● Texte source:
════════════════════

En 1954, Tapié dessine les contours d’une hypothétique École du Pacifique qui, loin de l’École de New York, réunit des artistes issus de la côte ouest des États-Unis et installés un temps à Paris, tels Lawrence Calcagno, Claire Falkenstein, Mark Tobey ou Sam Francis. De Seattle jusqu’à San Francisco, Tapié souligne l’influence de l’Orient chez ces artistes qui, dans des territoires américains davantage marqués par l’Asie, développent dans leurs œuvres une nouvelle conception de l’espace : « Quelque chose qui s’oppose à l’espace à trois dimensions d’un monde fini ; on se trouve en présence d’un monde infini et continu exprimé sur une peinture plane. »

Pour Tapié, l’Amérique joue un rôle fondamental de jonction entre l’Orient et l’Occident qui se manifeste dans l’art qu’il promeut. Néanmoins, cette notion d’École est à nuancer : si certains artistes regroupés par Tapié, comme Claire Falkenstein, s’y retrouvent, d’autres, à l’instar de Sam Francis, se montrent très dubitatifs quant à ce concept, soulignant, certainement à raison, leur démarche proprement individuelle.

════════════════════

● Données fournies:

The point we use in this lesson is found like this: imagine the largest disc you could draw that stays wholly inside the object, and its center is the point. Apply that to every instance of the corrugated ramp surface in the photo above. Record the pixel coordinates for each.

════════════════════

● Consigne: Recopiez intégralement, sans rien y changer, le texte source consacré à l'École du Pacifique, placé plus haut.

● Exercice corrigé:
En 1954, Tapié dessine les contours d’une hypothétique École du Pacifique qui, loin de l’École de New York, réunit des artistes issus de la côte ouest des États-Unis et installés un temps à Paris, tels Lawrence Calcagno, Claire Falkenstein, Mark Tobey ou Sam Francis. De Seattle jusqu’à San Francisco, Tapié souligne l’influence de l’Orient chez ces artistes qui, dans des territoires américains davantage marqués par l’Asie, développent dans leurs œuvres une nouvelle conception de l’espace : « Quelque chose qui s’oppose à l’espace à trois dimensions d’un monde fini ; on se trouve en présence d’un monde infini et continu exprimé sur une peinture plane. »

Pour Tapié, l’Amérique joue un rôle fondamental de jonction entre l’Orient et l’Occident qui se manifeste dans l’art qu’il promeut. Néanmoins, cette notion d’École est à nuancer : si certains artistes regroupés par Tapié, comme Claire Falkenstein, s’y retrouvent, d’autres, à l’instar de Sam Francis, se montrent très dubitatifs quant à ce concept, soulignant, certainement à raison, leur démarche proprement individuelle.